In the data that follows, find the line containing "Target: sticker on pole"; then quote that line and every line after it, exactly, through the last one.

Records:
=-=-=

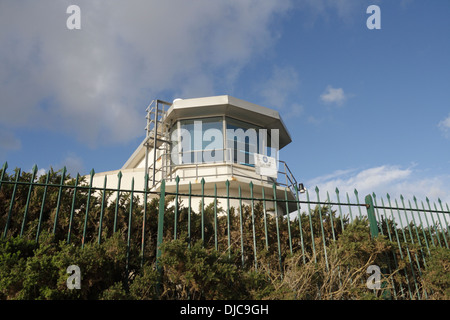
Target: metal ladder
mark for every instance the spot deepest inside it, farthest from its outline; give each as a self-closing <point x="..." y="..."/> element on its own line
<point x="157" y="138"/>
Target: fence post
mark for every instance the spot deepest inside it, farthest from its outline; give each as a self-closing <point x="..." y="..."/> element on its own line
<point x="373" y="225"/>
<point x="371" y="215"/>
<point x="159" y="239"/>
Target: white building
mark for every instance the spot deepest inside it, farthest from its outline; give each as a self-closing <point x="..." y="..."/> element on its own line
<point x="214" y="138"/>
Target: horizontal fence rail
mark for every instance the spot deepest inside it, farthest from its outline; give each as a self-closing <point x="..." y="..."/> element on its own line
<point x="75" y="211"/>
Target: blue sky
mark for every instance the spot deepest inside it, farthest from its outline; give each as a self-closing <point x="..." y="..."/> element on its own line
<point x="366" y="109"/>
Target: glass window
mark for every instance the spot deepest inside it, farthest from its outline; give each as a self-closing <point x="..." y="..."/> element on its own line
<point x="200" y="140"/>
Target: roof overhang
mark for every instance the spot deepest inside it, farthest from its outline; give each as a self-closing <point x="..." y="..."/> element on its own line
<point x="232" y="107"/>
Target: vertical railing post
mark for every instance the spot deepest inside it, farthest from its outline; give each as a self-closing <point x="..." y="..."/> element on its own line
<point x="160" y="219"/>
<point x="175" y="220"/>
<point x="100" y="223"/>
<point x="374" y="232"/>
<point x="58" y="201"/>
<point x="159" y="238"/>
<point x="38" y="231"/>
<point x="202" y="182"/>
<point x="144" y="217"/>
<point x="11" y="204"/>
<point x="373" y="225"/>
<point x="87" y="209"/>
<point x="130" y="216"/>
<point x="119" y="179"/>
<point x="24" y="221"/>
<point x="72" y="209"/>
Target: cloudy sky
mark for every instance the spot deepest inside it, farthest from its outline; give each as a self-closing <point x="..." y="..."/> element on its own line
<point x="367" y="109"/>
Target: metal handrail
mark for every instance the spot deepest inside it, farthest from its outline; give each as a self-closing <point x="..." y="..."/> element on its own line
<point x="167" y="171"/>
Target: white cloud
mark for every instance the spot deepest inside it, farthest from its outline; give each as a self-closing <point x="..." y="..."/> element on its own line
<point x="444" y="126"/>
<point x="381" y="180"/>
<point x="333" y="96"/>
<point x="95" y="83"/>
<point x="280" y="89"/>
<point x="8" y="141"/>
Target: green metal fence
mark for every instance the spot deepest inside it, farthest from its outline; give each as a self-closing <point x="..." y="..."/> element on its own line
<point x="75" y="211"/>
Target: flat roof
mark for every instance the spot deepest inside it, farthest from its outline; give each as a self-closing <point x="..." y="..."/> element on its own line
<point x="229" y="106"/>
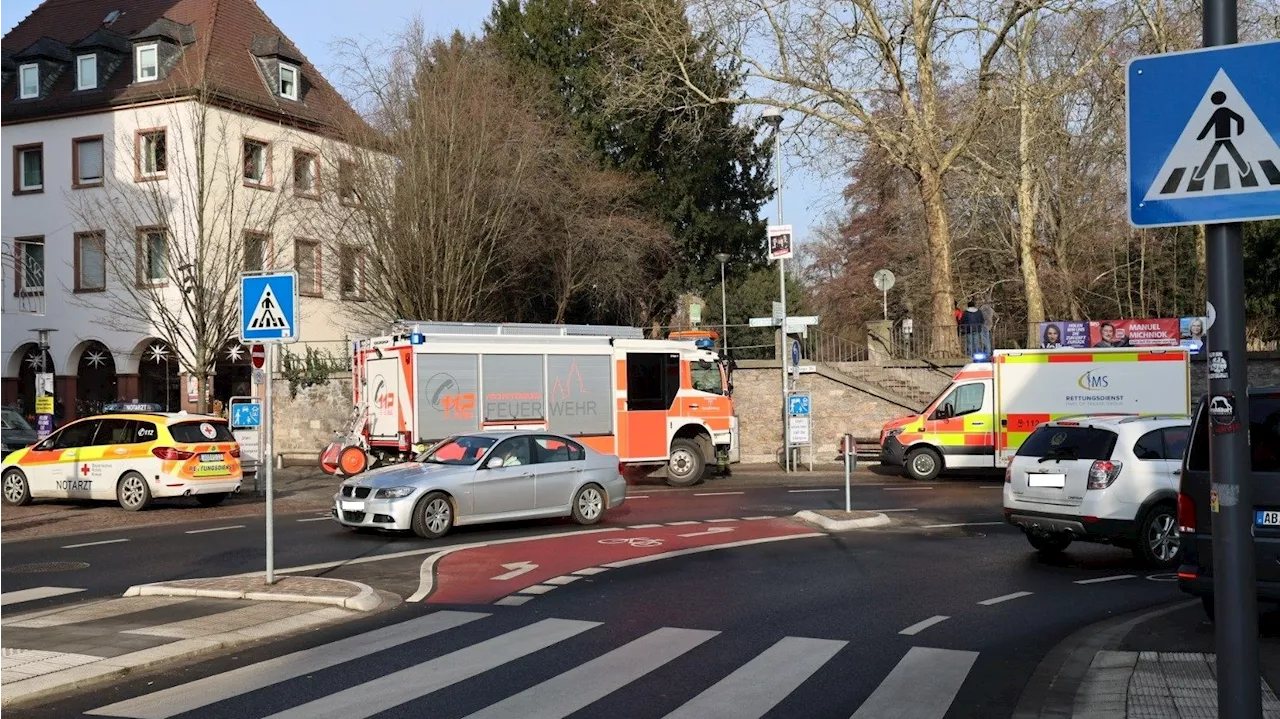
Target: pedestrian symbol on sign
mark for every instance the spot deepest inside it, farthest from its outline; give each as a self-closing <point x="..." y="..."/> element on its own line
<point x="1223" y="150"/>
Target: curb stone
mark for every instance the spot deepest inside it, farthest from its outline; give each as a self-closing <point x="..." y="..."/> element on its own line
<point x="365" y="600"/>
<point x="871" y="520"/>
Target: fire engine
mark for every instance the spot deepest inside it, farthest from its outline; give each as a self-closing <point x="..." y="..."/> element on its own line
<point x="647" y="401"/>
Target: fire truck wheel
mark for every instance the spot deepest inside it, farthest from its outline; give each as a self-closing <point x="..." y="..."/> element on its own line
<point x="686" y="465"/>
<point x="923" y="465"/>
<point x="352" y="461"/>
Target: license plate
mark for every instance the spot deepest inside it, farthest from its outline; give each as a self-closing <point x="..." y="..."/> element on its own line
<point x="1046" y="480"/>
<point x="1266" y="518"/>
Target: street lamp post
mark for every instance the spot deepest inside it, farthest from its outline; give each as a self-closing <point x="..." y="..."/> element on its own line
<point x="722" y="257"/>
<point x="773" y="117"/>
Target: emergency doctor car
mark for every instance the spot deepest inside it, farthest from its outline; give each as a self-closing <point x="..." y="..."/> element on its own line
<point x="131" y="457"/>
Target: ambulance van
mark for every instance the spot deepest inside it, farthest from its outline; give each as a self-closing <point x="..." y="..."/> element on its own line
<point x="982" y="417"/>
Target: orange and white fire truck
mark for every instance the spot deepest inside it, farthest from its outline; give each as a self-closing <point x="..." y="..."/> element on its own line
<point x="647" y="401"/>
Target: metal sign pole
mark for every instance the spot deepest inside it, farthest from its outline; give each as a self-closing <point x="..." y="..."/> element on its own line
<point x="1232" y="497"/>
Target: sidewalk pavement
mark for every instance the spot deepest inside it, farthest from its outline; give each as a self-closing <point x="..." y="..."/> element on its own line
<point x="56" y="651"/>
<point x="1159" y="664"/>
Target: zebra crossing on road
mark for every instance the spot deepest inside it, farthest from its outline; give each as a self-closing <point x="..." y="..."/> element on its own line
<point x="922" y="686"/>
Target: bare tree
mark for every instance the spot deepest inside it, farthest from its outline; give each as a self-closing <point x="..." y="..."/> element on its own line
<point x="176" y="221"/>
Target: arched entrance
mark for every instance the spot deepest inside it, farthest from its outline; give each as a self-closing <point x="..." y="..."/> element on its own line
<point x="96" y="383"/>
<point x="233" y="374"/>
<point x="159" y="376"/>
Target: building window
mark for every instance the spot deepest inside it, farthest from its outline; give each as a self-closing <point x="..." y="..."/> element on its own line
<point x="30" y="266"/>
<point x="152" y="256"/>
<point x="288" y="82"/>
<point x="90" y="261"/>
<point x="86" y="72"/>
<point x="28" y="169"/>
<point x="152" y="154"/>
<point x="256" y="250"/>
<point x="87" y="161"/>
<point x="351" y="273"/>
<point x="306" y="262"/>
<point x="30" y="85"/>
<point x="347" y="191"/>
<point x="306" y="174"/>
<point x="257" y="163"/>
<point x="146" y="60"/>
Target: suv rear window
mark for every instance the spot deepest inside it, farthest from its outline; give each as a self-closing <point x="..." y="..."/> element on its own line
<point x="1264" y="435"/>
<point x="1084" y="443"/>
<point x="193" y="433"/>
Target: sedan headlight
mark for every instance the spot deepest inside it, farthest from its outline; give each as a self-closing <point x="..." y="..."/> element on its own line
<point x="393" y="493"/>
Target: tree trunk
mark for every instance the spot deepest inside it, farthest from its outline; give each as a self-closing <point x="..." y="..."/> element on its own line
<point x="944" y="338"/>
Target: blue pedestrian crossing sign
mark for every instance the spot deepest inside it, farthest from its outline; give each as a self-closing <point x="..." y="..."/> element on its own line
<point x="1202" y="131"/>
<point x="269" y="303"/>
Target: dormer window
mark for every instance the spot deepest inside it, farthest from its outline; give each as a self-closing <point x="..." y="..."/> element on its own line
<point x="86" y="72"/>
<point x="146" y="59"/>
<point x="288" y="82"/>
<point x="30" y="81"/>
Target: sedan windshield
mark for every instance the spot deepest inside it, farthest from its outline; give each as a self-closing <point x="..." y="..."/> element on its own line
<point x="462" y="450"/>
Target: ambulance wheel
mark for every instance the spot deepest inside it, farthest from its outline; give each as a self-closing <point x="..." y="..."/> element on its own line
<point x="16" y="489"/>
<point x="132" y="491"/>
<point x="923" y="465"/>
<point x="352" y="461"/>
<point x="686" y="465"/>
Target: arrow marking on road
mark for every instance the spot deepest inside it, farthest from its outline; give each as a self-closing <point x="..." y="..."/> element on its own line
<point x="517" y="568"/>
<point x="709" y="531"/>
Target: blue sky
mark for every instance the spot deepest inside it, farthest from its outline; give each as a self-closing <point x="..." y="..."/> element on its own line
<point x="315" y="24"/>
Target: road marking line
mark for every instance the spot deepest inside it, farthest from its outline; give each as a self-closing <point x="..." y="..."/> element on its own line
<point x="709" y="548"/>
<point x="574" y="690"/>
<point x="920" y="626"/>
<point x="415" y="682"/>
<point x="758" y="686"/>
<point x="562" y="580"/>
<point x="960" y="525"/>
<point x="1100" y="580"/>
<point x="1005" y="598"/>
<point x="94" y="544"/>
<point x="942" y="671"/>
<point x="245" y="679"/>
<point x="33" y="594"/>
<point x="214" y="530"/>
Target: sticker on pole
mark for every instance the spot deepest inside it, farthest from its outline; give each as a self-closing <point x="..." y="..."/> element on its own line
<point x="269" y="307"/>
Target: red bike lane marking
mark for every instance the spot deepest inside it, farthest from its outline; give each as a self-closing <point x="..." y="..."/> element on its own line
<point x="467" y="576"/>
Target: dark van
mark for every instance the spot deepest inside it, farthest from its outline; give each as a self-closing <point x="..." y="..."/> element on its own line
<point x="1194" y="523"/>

=-=-=

Solution =
Target: sticker on pole
mark for every instance the spot deepest inside it, farthest from its outline; give each as a self-closing <point x="..." y="..."/> element on its own line
<point x="269" y="307"/>
Target: red bike lane marking
mark for every instance the spot deepest inside it, farthest from its outline; give each as a self-closing <point x="..." y="..."/> element on its own line
<point x="467" y="576"/>
Target: dark van
mark for every instance the spot deepest inside it, farthest from its outline; give each as a self-closing <point x="..." y="..."/> element on its own line
<point x="1194" y="523"/>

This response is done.